YOUR TASK:
Pull out every row below that contains the word "wooden".

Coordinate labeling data
- - - - -

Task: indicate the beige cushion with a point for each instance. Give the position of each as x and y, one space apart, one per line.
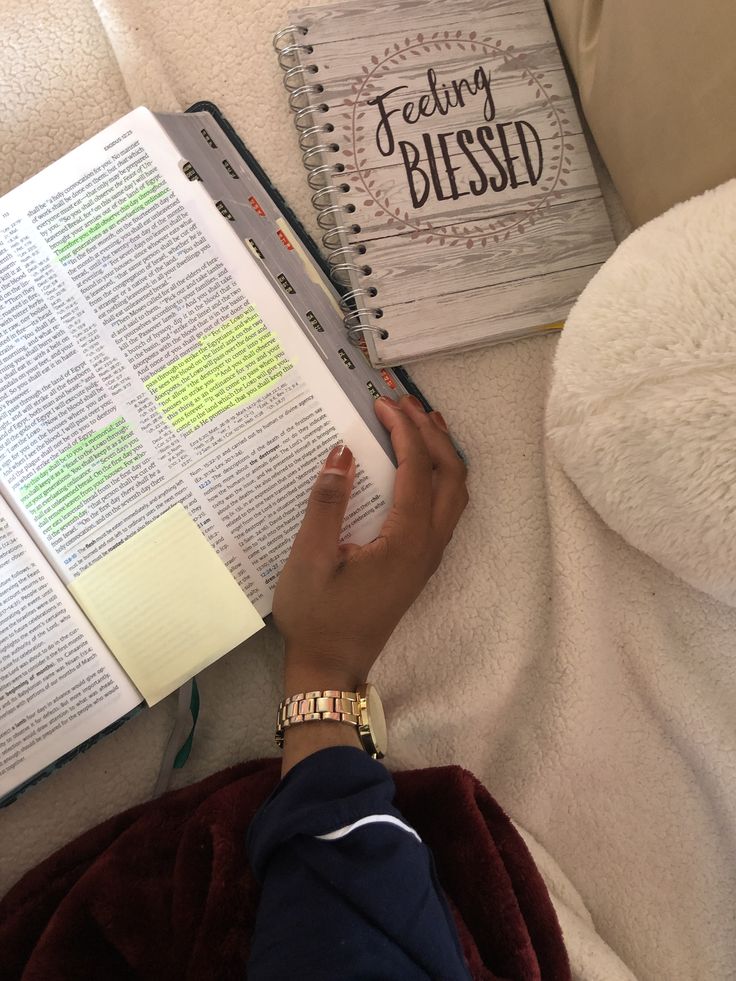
657 80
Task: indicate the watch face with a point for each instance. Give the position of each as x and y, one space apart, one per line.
376 721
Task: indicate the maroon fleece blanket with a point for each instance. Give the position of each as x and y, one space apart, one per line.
164 891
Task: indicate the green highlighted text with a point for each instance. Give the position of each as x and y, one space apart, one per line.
57 495
231 365
150 192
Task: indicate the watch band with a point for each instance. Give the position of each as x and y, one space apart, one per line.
317 706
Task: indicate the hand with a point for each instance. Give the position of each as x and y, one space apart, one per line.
337 605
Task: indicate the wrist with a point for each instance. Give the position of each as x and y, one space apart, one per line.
306 670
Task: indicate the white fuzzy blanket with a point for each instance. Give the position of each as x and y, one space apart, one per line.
573 675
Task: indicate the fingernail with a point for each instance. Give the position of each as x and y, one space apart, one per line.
339 460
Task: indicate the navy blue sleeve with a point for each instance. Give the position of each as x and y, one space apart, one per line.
349 890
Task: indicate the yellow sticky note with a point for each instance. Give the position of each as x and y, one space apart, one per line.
165 604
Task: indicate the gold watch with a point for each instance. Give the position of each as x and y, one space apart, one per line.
361 708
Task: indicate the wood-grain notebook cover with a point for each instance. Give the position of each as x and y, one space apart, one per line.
464 207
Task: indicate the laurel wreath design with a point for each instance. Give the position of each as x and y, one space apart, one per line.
355 135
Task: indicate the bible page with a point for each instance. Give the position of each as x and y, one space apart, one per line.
59 685
147 361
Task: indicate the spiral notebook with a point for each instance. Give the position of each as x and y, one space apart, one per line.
449 167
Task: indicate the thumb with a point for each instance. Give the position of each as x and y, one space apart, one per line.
328 501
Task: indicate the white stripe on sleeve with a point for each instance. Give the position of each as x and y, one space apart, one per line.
370 819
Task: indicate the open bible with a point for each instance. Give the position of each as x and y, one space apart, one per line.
166 338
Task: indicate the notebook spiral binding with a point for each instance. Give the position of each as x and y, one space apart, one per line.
322 179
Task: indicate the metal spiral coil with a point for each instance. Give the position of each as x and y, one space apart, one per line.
323 179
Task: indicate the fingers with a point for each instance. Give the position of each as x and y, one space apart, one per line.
320 531
413 488
450 494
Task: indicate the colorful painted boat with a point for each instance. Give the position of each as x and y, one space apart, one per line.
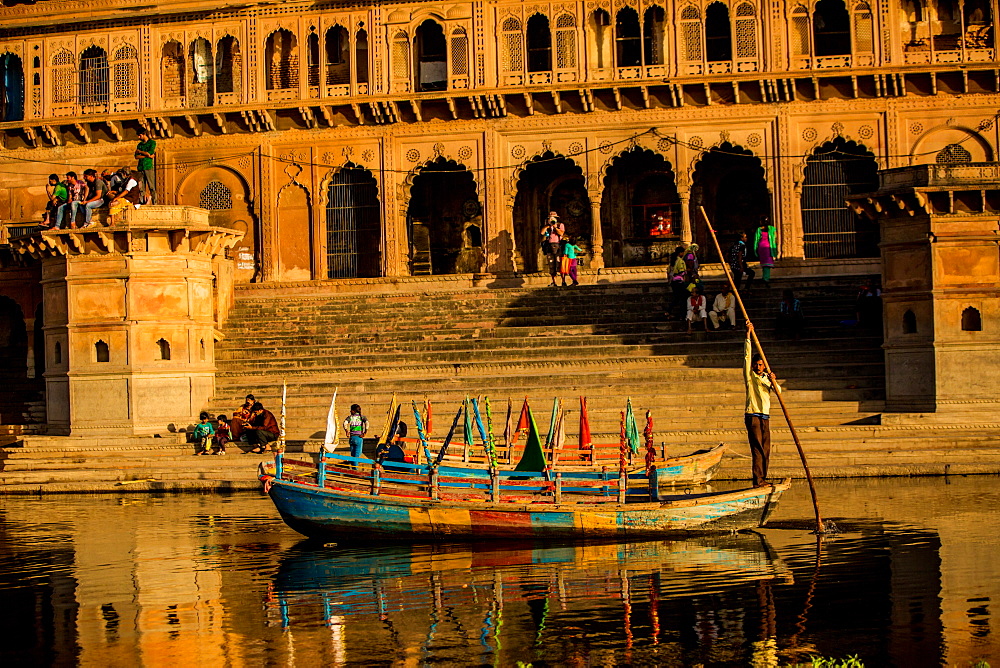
402 502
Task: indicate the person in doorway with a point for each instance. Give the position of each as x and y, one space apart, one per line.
765 243
97 193
723 309
570 261
737 261
261 429
760 383
356 427
696 309
203 433
223 435
145 153
552 233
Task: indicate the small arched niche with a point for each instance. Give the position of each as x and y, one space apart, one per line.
972 321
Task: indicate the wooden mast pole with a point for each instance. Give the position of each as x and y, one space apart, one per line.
777 389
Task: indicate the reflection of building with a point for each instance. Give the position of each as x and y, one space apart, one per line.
324 133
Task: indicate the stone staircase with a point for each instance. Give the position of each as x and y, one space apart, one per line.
605 341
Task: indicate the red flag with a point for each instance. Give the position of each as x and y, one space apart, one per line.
586 440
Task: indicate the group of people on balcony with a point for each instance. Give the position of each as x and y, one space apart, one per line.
116 190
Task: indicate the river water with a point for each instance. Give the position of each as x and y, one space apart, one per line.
186 580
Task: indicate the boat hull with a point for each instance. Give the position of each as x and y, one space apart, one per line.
344 516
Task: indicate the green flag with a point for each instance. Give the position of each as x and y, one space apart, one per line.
631 430
533 458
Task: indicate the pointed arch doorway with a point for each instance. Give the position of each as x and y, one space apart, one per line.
445 220
549 183
729 182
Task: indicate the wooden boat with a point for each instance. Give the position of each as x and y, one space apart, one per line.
355 499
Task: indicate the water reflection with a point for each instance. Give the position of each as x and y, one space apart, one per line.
206 580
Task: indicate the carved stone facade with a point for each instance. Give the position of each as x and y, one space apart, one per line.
407 138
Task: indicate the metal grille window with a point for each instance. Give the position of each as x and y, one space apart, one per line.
126 62
566 42
353 229
830 229
746 32
513 43
459 52
94 80
799 37
216 197
863 30
691 33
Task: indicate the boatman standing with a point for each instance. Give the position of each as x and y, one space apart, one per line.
356 426
759 383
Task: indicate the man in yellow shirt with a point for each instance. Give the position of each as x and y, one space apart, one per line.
759 384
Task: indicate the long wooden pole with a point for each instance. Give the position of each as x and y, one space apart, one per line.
760 351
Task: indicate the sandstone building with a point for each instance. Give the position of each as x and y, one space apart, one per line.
368 140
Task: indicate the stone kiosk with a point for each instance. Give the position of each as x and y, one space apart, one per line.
131 313
940 228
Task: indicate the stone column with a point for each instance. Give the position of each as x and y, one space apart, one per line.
133 309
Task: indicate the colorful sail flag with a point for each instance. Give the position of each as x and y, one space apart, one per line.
533 458
332 436
420 432
631 430
586 440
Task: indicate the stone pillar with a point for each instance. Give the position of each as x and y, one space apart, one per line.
133 310
597 239
687 232
940 272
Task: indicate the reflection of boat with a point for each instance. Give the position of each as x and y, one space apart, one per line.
344 504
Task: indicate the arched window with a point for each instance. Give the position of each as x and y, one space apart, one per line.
718 33
228 66
432 56
600 23
628 38
312 60
653 22
799 31
833 172
831 29
94 80
746 32
401 56
539 44
11 88
459 53
513 45
972 321
126 67
361 55
565 42
63 77
281 60
337 48
691 34
216 197
201 91
172 73
864 31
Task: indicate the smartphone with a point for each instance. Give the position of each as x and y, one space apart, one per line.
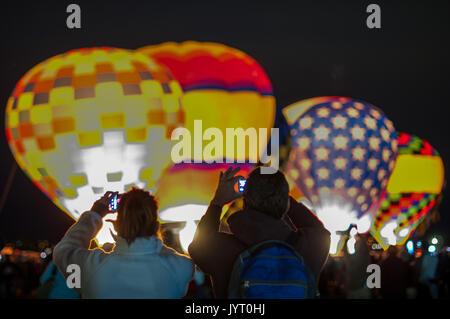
114 203
241 185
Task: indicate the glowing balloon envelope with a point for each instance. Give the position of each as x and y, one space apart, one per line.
93 120
411 193
225 88
342 155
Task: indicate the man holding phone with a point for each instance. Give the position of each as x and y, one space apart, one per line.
266 203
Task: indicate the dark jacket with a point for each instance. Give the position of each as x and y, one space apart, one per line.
215 252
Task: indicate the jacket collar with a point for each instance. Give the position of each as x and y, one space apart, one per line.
141 245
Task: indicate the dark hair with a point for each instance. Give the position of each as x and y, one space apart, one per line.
266 193
137 215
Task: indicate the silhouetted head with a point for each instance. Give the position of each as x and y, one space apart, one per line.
267 193
137 215
392 250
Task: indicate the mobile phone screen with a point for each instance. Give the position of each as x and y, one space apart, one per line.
113 203
242 184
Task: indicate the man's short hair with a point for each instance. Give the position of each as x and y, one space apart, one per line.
137 215
266 193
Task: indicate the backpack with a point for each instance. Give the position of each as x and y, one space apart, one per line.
43 292
272 269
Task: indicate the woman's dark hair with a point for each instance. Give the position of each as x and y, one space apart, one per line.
137 215
266 193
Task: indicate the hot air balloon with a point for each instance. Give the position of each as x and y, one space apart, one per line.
92 120
224 88
342 155
412 191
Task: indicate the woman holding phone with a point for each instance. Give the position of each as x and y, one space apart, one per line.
140 266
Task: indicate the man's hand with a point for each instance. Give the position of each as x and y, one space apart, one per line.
101 206
225 192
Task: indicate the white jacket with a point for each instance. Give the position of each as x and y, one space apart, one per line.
145 269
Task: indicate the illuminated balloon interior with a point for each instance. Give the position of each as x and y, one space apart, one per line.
92 120
343 152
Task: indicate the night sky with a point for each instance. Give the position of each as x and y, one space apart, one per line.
308 49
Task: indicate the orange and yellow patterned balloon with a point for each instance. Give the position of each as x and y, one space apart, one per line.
92 120
412 191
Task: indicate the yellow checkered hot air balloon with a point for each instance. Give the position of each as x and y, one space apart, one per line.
92 120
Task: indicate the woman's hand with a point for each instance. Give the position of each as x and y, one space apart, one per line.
101 206
225 192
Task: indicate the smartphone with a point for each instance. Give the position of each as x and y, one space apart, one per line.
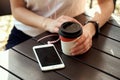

- - - - -

SOLUTION TO THE EXERCISE:
Task: indicate the wooden mast pole with a point for each instance. Give the position of each as x and y, one space apart, one per line.
Task: indicate the wooden boat with a point for each instance. Give the position of each as x and y, one space apart, one per line.
Task: indicate the long wooden pole with a point for each instance. Give the position of each as x and y, one space apart, one per line.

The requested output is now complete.